● **Exercise objective**: All lines below are to be transcribed exactly.

Stored items from a collection
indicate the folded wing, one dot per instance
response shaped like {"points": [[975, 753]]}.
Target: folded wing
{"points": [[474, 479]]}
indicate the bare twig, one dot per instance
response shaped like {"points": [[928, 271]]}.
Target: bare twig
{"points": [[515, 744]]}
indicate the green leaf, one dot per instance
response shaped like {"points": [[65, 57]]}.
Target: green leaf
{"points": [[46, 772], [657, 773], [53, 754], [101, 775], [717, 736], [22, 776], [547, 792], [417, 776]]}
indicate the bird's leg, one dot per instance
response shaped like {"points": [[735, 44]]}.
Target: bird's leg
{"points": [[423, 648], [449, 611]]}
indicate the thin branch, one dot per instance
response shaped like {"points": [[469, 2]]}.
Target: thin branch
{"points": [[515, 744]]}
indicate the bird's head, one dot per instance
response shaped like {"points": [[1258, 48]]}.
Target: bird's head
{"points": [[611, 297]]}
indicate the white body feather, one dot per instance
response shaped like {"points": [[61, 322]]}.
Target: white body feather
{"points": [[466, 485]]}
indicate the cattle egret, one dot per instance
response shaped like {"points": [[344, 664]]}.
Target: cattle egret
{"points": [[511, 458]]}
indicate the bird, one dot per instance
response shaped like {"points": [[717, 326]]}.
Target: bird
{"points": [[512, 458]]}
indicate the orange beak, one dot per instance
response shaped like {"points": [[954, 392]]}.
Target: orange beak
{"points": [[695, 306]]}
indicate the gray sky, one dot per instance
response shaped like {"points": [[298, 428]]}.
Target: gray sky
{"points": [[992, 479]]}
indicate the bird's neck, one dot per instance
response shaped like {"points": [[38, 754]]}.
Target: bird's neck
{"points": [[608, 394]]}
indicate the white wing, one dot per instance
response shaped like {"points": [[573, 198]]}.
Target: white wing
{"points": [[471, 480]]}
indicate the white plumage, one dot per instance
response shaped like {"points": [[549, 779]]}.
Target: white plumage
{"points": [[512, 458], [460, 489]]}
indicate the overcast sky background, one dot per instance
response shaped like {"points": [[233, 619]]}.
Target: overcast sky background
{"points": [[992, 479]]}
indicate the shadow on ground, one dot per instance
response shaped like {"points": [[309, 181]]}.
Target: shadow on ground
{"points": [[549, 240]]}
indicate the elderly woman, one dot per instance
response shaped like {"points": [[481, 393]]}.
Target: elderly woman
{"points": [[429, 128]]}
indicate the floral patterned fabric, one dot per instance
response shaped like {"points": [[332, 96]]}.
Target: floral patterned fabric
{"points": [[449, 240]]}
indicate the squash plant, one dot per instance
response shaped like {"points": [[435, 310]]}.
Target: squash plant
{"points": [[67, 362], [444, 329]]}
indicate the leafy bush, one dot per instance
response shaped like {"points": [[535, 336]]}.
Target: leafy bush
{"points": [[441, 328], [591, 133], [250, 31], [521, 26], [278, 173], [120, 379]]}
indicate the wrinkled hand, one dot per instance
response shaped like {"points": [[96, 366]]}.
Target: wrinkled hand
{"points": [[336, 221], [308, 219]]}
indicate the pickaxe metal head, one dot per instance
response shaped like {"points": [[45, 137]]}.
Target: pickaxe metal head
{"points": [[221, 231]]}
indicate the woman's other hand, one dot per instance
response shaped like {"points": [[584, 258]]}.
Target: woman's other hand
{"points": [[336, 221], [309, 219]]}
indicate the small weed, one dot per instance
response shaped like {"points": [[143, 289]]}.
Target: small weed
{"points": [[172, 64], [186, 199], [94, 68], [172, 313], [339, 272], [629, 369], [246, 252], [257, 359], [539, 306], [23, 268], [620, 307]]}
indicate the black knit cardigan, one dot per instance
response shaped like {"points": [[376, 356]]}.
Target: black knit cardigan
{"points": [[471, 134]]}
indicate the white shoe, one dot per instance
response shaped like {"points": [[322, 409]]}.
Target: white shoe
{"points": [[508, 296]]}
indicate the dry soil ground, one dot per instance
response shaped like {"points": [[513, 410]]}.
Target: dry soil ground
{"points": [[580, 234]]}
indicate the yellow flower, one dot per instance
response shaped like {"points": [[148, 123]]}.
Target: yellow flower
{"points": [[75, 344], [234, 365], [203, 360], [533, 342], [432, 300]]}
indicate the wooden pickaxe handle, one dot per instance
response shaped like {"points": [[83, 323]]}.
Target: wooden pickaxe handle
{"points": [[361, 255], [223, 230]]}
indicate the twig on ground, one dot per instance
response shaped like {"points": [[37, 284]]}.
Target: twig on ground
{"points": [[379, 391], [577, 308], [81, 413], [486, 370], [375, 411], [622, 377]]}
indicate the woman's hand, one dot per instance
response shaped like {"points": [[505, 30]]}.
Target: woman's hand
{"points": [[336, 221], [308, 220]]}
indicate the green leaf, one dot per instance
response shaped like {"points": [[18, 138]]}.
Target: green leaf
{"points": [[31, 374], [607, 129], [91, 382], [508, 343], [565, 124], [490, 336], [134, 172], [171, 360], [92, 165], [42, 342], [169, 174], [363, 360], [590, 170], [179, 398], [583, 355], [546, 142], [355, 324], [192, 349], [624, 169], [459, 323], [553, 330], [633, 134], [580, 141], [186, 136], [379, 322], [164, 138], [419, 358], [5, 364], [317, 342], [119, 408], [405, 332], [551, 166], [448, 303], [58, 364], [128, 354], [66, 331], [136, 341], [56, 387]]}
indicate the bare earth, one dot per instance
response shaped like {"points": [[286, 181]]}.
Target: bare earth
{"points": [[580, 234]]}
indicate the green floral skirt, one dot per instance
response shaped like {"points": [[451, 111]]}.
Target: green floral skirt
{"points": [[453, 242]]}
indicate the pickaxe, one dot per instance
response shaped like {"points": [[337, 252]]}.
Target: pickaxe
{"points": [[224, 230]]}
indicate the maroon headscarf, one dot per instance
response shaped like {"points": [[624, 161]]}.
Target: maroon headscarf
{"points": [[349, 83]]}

● **Final answer**:
indicate the folded wing, one dot per instance
response shaped like {"points": [[975, 753]]}.
Target: folded wing
{"points": [[474, 479]]}
indicate the bare twig, one dot per instance
response shaped like {"points": [[928, 271]]}.
Target: bare twig
{"points": [[515, 744]]}
indicate the green leaf, one dot per instance
response shaped like {"points": [[65, 57]]}.
Target: green leaf
{"points": [[46, 772], [657, 773], [53, 754], [101, 775], [717, 736], [22, 776], [547, 792], [417, 776]]}
indicate the bird's leg, one dot per instance
response shaped like {"points": [[735, 44]]}.
Target: bird's leg
{"points": [[423, 648], [449, 611]]}
indicate the thin branch, one dot per instance
response shaped like {"points": [[469, 2]]}.
Target: thin branch
{"points": [[515, 744]]}
indicate the bird's head, one dot per instance
response shaped like {"points": [[1258, 48]]}.
Target: bird's head
{"points": [[611, 297]]}
indicate the white body feather, one dot per instance
response shaped like {"points": [[61, 322]]}.
Target: white body feather
{"points": [[466, 485]]}
indicate the cattle egret, one dot per instance
response shaped like {"points": [[344, 664]]}.
Target: cattle egret
{"points": [[511, 458]]}
indicate the bird, one dot per instance
response shaped like {"points": [[717, 326]]}.
Target: bird
{"points": [[512, 458]]}
indicate the orange beak, one dot per instance
response shaped like {"points": [[954, 392]]}.
Target: orange beak
{"points": [[695, 306]]}
indicate the gray sky, one dot per instance
response shaped like {"points": [[298, 428]]}.
Target: gray sky
{"points": [[992, 479]]}
indicate the bird's neck, one dot per instance
response shaped like {"points": [[38, 754]]}.
Target: bird's neck
{"points": [[608, 394]]}
indicate the white wing, one dot per instance
response shaped like {"points": [[573, 198]]}.
Target: white wing
{"points": [[471, 480]]}
indicate the white plumage, one dot per instance
response shaped like {"points": [[549, 779]]}.
Target: white plumage
{"points": [[512, 458], [460, 489]]}
indicate the overcast sky background, one dot per instance
response shaped like {"points": [[233, 619]]}.
Target: overcast sky background
{"points": [[992, 479]]}
indicate the shadow on ground, one dot per instance
response shaped like {"points": [[309, 181]]}.
Target: shadow on ground
{"points": [[549, 240]]}
indicate the elderly woman, one dot per instance
response shaped like {"points": [[481, 393]]}.
Target: elderly woman
{"points": [[429, 128]]}
indicate the floral patterned fabric, one dot per instance
response shaped like {"points": [[332, 96]]}.
Target: floral patterned fabric
{"points": [[449, 240]]}
indicate the squash plant, one dot per instance
response shaped like {"points": [[435, 310]]}.
Target: squash plant
{"points": [[67, 362], [444, 329]]}
indicate the leafy bush, one dot per instance
response shaped like {"points": [[535, 336]]}.
Target: leafy bush
{"points": [[441, 328], [591, 133], [250, 31], [521, 26], [278, 173], [120, 379]]}
indicate the wrinkled hand, one dot per instance
response shaped like {"points": [[96, 366]]}.
Target: wrinkled hand
{"points": [[336, 221], [308, 219]]}
indicate the pickaxe metal head, one dot per instance
response shaped like {"points": [[45, 137]]}.
Target: pickaxe metal head
{"points": [[221, 231]]}
indicate the woman's other hand, one dot per instance
response shaped like {"points": [[584, 258]]}.
Target: woman's other hand
{"points": [[336, 221], [309, 219]]}
indicate the small weed, one dot per instance
response shaped like {"points": [[143, 289]]}.
Target: small weed
{"points": [[172, 64], [186, 199], [94, 68], [172, 313], [339, 272], [629, 369], [246, 252], [257, 359], [539, 306], [23, 268], [620, 307]]}
indicate the black knit cardigan, one dot per instance
response shaped like {"points": [[376, 356]]}.
Target: black knit cardigan
{"points": [[471, 134]]}
indicate the white shoe, one dot per instance
response shaped like {"points": [[322, 409]]}.
Target: white shoe
{"points": [[508, 296]]}
indicate the dry soil ground, one dot per instance
response shaped like {"points": [[513, 410]]}.
Target: dry soil ground
{"points": [[580, 234]]}
indicate the yellow flower, one dot per instance
response shaped like {"points": [[148, 123]]}.
Target: yellow flower
{"points": [[75, 344], [234, 365], [203, 360], [533, 342], [432, 300]]}
indicate the wooden pickaxe handle, one dot per instance
response shaped like {"points": [[83, 323]]}.
Target: wooden pickaxe handle
{"points": [[361, 255], [223, 230]]}
indicate the twig on ground, one dot per instance
response shaped like {"points": [[37, 284]]}.
Target: twig on ground
{"points": [[379, 391], [577, 308], [81, 413], [486, 370], [375, 411], [622, 377]]}
indicate the woman's hand, one dot per instance
response shaped like {"points": [[505, 30]]}.
Target: woman's hand
{"points": [[336, 221], [308, 220]]}
indicate the green leaf, one dot per instance
response shaped like {"points": [[18, 138]]}.
Target: green leaf
{"points": [[31, 374], [607, 129], [91, 382], [508, 343], [565, 124], [490, 336], [134, 172], [171, 360], [92, 165], [42, 342], [169, 174], [363, 360], [590, 170], [179, 398], [583, 355], [546, 142], [355, 324], [192, 349], [624, 169], [459, 323], [553, 330], [633, 134], [580, 141], [186, 136], [379, 322], [164, 138], [419, 358], [5, 364], [317, 342], [119, 408], [405, 332], [551, 166], [448, 303], [58, 364], [128, 354], [66, 331], [136, 341], [56, 387]]}
indicate the bare earth, one dot per instance
response shaped like {"points": [[286, 181]]}.
Target: bare earth
{"points": [[580, 234]]}
indicate the green floral skirt, one dot per instance
response shaped like {"points": [[451, 111]]}.
Target: green floral skirt
{"points": [[453, 242]]}
indicate the pickaxe, one dot per instance
response shaped like {"points": [[337, 252]]}.
Target: pickaxe
{"points": [[224, 230]]}
indicate the maroon headscarf, one dot per instance
response shaped like {"points": [[624, 161]]}.
Target: maroon headscarf
{"points": [[349, 83]]}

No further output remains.